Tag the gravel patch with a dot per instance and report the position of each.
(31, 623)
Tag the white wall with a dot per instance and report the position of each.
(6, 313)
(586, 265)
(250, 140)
---
Task goal:
Reproduce each of the records above word for word, including every line and coordinate pair.

Task output:
Tag the gravel patch with a dot per instance and report the position of each.
(31, 623)
Tag the white wall with a dot per instance and report the position of each.
(6, 313)
(586, 265)
(250, 140)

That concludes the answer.